## TASK DATA
▼

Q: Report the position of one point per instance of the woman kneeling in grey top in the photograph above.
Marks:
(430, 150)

▲
▼

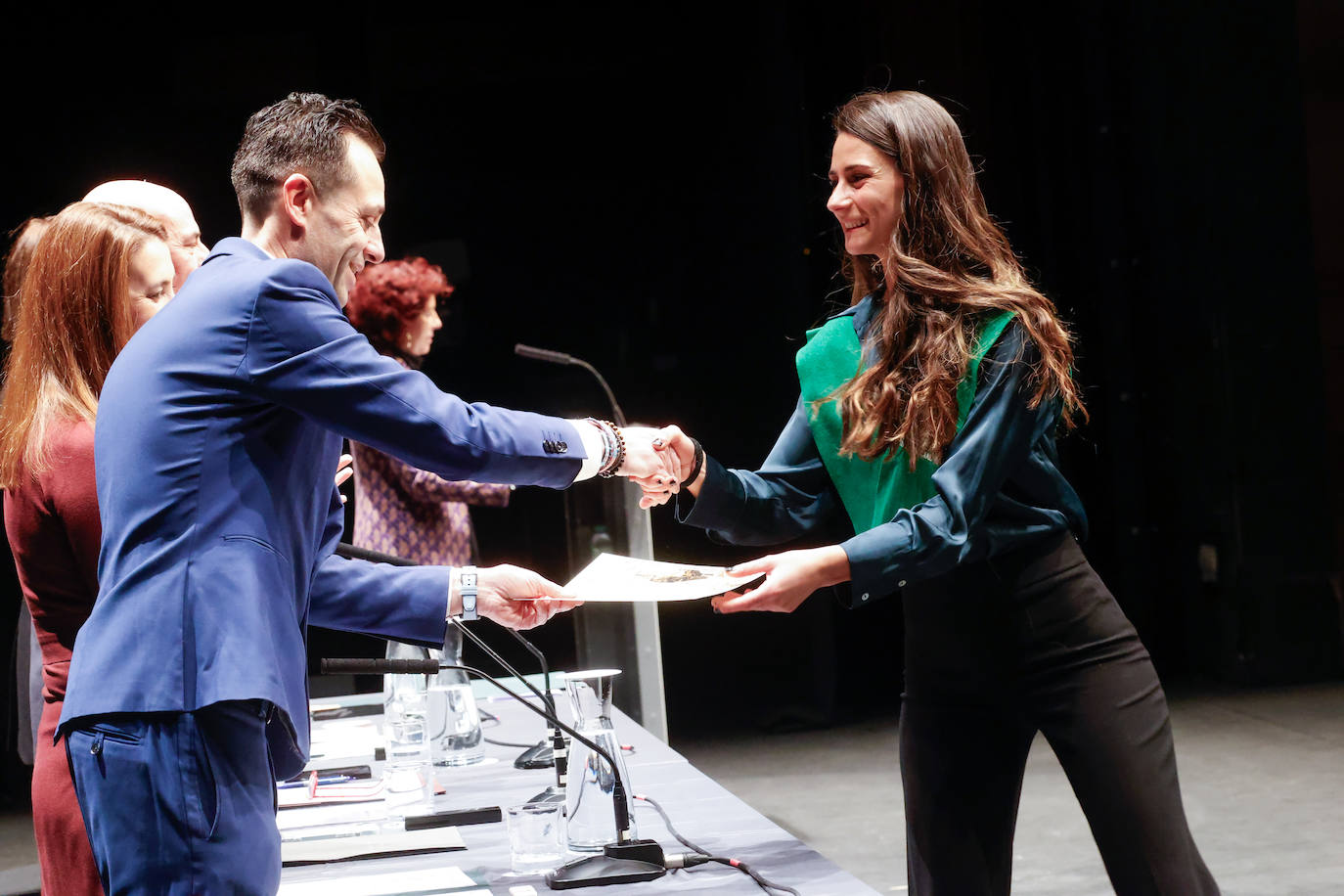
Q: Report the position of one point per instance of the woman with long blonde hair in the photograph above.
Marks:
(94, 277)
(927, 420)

▲

## YOUR OBJECTIVE
In the preceding material, find each line holding the word "position" and copy it out.

## TASK RESULT
Q: Report the position of one point per instance of the woman kneeling in grey top in the photograph above.
Q: Report the position of one point per instance of the woman with long blonde hair in the photograph above.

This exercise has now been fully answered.